# [Selection]

When there is a fatality, Kissimmee police officers take responsibility for informing survivors.

“We try not to make phone calls,” says Erickson. “It’s something you want to do a little more personally.”

Still, the occasional phone call is inevitable.

“Christmas Eve, one year I worked, there was this lady,” Erickson recalls. “She had a wedding ring on and you could tell she had kids. It was obvious she was not going to make it. It’s really difficult around the holidays when you’ve got to call somebody and tell them ‘Mama’s not coming home.’”

“It’s difficult for anybody,” says Bishop. “You’re always concerned with the family.”

She said the department makes stress counseling available to help officers cope.

Families in Trouble
Mid-afternoon, following a thunder storm, just about all cars are busy investigating fender-benders or false burglar alarms set off by lightning. Rex takes a call from dispatch:

“We’ve got a domestic dispute on John Young (Pkwy.),” the radio crackles. “We’ve got an injunction. The guy’s there — beating on the door. The wife’s not there; she’s on her way home.”

About a week ago a husband and wife split up after a fight. She left him, took the kids and petitioned the court for an restraining order to keep him away. Rex learns from dispatch that the restraining order hasn’t been served. Until it has, this is a civil matter and there’s little police can do. Rex calls for a sheriff’s deputy to serve the court document and for Officers Lonnie Rice and Greg Alayon to back him up.

The husband, distraught and defensive, answers the door, a young girl in his arms, while an older child, unhurt, plays in the living room.

The three officers engage the man in a lengthy interview, keeping him calm until the wife gets home and the deputy arrives. The injunction is served — peacefully — and the man is ordered to leave the premises until a hearing is held.

Sometimes peer pressure will lead adolescents to experiment with drugs or alcohol, skip school or even run away from home, and frustrated parents turn to the police.

“If you take the time to talk to some of these kids, you find they’ve got the same problems we do,” says Erickson, 42, who has raised a family of his own. “We spend time with them and let them know we’re on their side; we’re not out to hassle them just because we’re older. I’ve had return calls from a lot of parents who tell me that because I spent time with their kids, they aren’t having trouble anymore.”

Past the Pall
While patrol officers often succeed in preventing domestic violence, some cases end up in CID, the Criminal Investigation Division, where 10 plainclothes detectives equal in rank to patrol officers perform follow-up investigations into major crimes.

Investigator Norman Lanphere, a 12-year veteran, has two homicides awaiting trial.

“The first one was a 3-year-old girl who we believe got punched to death by mama’s boyfriend,” says Lanphere. “It took us a while to get enough evidence, but we were finally able to put him in jail.”

# [Exercises]
A - Answer these questions about the Kissimmee police piece:
(i) Which two officers does Rex call to back him up at the domestic dispute?
(ii) How many plainclothes detectives work in the Criminal Investigation Division?
(iii) How many years has Investigator Norman Lanphere served?
B - Which people are mentioned by name in the Kissimmee police piece? List every one.
C - Carry on the Kissimmee police piece, starting after its final sentence.

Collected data
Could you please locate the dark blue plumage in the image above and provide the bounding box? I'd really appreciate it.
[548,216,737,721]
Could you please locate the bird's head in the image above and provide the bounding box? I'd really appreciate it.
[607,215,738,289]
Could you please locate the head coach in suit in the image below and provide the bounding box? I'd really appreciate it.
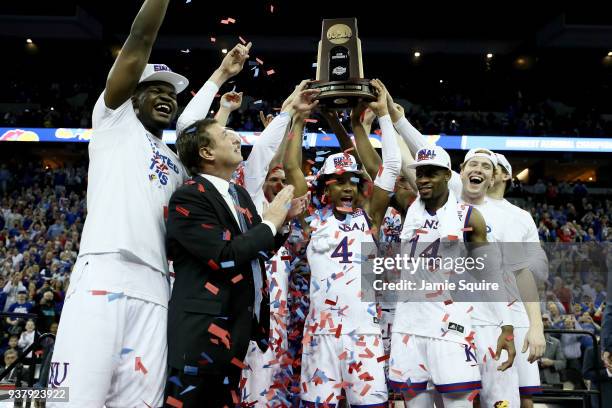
[166,115,300,408]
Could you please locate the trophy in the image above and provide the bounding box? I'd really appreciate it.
[309,18,376,109]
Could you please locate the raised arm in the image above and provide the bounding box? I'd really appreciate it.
[366,79,402,229]
[351,102,382,179]
[176,43,251,135]
[104,0,169,109]
[215,91,242,127]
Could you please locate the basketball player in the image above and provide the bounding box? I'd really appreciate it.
[487,153,548,408]
[389,146,513,408]
[285,80,401,407]
[49,0,188,407]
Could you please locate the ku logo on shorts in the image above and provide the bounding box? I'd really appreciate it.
[49,361,70,388]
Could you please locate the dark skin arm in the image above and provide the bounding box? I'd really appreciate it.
[104,0,169,109]
[351,102,382,179]
[467,208,516,371]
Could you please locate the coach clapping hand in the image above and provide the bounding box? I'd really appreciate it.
[263,186,293,230]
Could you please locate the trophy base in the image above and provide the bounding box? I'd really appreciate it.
[308,78,376,110]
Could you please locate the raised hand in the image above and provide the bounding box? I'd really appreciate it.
[221,91,242,112]
[262,186,294,230]
[368,79,389,117]
[259,111,274,129]
[281,79,310,111]
[219,43,253,78]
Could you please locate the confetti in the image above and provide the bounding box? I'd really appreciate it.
[179,385,195,395]
[175,205,189,217]
[204,282,219,295]
[230,357,247,370]
[376,354,391,363]
[166,396,183,408]
[359,384,372,397]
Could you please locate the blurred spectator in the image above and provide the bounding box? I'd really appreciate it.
[17,319,36,357]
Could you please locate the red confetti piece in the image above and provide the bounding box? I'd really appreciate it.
[134,357,148,374]
[175,205,189,217]
[468,390,480,402]
[166,396,183,408]
[204,282,219,295]
[376,354,391,363]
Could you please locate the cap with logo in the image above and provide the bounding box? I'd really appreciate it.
[138,64,189,93]
[408,146,451,170]
[463,147,497,167]
[320,153,361,175]
[495,153,512,177]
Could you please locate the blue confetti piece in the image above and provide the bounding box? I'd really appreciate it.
[108,292,125,302]
[200,352,213,363]
[179,385,195,395]
[168,376,183,388]
[183,366,198,375]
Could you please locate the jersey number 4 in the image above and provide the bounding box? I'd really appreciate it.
[331,237,353,263]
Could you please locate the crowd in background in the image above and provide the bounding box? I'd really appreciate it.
[0,162,612,388]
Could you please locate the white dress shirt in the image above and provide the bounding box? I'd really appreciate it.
[200,174,276,235]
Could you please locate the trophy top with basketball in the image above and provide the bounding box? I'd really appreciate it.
[309,18,376,109]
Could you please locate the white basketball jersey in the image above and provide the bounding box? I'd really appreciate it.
[305,209,380,336]
[380,207,402,242]
[392,203,473,344]
[472,197,526,325]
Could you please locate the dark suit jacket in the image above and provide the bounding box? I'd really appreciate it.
[166,176,285,375]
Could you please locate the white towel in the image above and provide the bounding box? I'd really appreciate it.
[400,190,463,241]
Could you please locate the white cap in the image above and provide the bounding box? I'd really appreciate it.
[321,153,361,175]
[138,64,189,93]
[408,146,451,170]
[495,153,512,177]
[463,147,497,167]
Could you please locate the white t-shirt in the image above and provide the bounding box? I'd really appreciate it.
[472,197,528,325]
[79,93,187,274]
[304,209,381,334]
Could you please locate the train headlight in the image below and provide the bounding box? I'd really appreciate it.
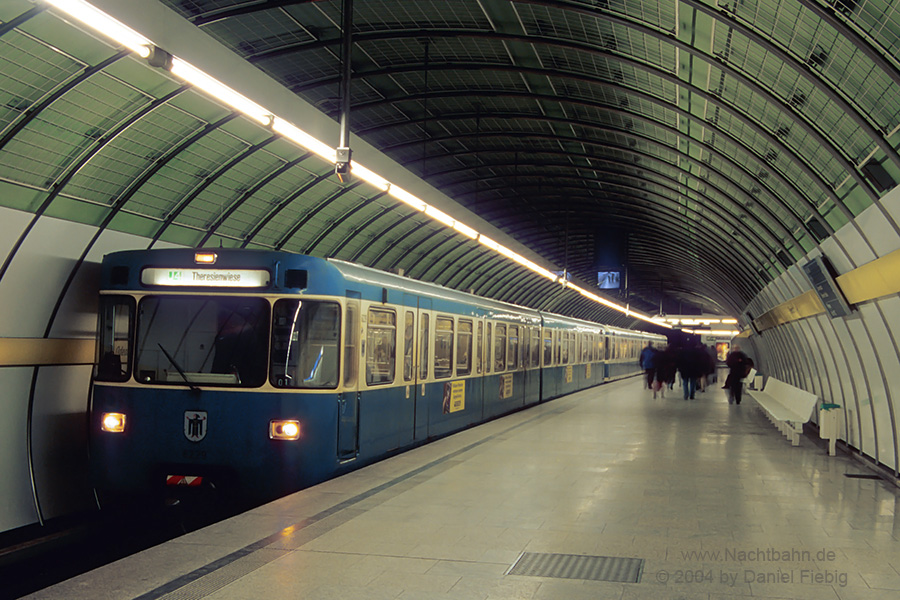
[269,421,300,440]
[100,413,125,433]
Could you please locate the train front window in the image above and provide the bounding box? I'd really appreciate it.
[94,296,134,381]
[270,299,341,389]
[135,296,269,387]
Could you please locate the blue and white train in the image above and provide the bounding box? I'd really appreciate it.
[91,249,665,500]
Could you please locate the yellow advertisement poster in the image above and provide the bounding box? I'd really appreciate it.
[443,381,466,415]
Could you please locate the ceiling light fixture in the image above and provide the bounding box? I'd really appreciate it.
[46,0,672,328]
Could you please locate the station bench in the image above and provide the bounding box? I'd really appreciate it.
[747,377,818,446]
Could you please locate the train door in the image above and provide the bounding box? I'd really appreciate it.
[412,294,431,440]
[337,292,363,461]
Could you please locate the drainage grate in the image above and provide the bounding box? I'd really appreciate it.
[507,552,644,583]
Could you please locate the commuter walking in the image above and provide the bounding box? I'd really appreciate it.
[678,344,705,400]
[644,342,657,390]
[725,344,753,404]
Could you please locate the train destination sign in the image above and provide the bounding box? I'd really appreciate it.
[141,267,269,288]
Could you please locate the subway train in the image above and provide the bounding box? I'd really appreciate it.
[90,248,665,504]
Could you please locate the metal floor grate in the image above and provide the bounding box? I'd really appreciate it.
[507,552,644,583]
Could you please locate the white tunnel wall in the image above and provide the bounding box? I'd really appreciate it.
[0,208,181,533]
[0,184,900,532]
[747,189,900,472]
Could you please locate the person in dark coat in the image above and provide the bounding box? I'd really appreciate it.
[641,342,658,390]
[653,344,676,398]
[678,344,706,400]
[725,344,753,404]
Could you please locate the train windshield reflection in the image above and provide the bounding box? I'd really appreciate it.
[135,296,269,387]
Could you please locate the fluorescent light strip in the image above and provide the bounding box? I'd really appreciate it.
[170,56,275,126]
[45,0,153,58]
[272,117,337,164]
[52,0,667,327]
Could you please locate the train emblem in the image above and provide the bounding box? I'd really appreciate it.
[184,410,207,442]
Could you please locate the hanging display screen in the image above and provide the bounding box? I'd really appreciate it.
[141,267,269,288]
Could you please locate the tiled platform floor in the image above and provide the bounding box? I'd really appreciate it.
[31,378,900,600]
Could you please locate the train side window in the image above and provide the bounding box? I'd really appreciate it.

# [Results in order]
A -
(i) Officers Lonnie Rice and Greg Alayon
(ii) 10
(iii) 12 years

B - Erickson, Bishop, Rex, Lonnie Rice, Greg Alayon, Norman Lanphere

C -
Building a case, Lanphere says, is to a large extent, “just applying common sense. You’ve got a bunch of pieces, and you put them all together.”

The wife in this case was involved in an abusive relationship, and separate interviews of man, woman and child revealed certain inconsistencies. The boyfriend’s story was that the child’s injuries just “all of a sudden came on,” Lanphere said. He believes the woman lied to protect the boyfriend but finally broke down and told the truth.

Investigator Daniel Davies, working in tandem with family services, just finished building a case against a man who allegedly was physically abusing his wife and two daughters. The man’s teenaged daughter actually fled the country to escape the beatings, Davies said, and “there’s an adult son involved. Of course he won’t touch him, because he will fight back.”

Most vulnerable is the youngest daughter, age 7.

One night there was a fight and the police were called.

The man fled, but officers removed the wife, son and youngest daughter to a shelter. “After interviewing them, I got a warrant for the guy for aggravated assault — based on an allegation that he pulled a knife on his wife — and also for domestic violence battery,” Davies said.

The man was arrested and released pending trial, but Davies continued to press a child abuse investigation. “After an interview by the child protection team, we established probable cause and got another warrant.”

That second warrant is still active. The suspect has disappeared.

Sometimes It’s Personal
Davies recalls the little girl’s fear when he and the CPT investigator interviewed her at the shelter.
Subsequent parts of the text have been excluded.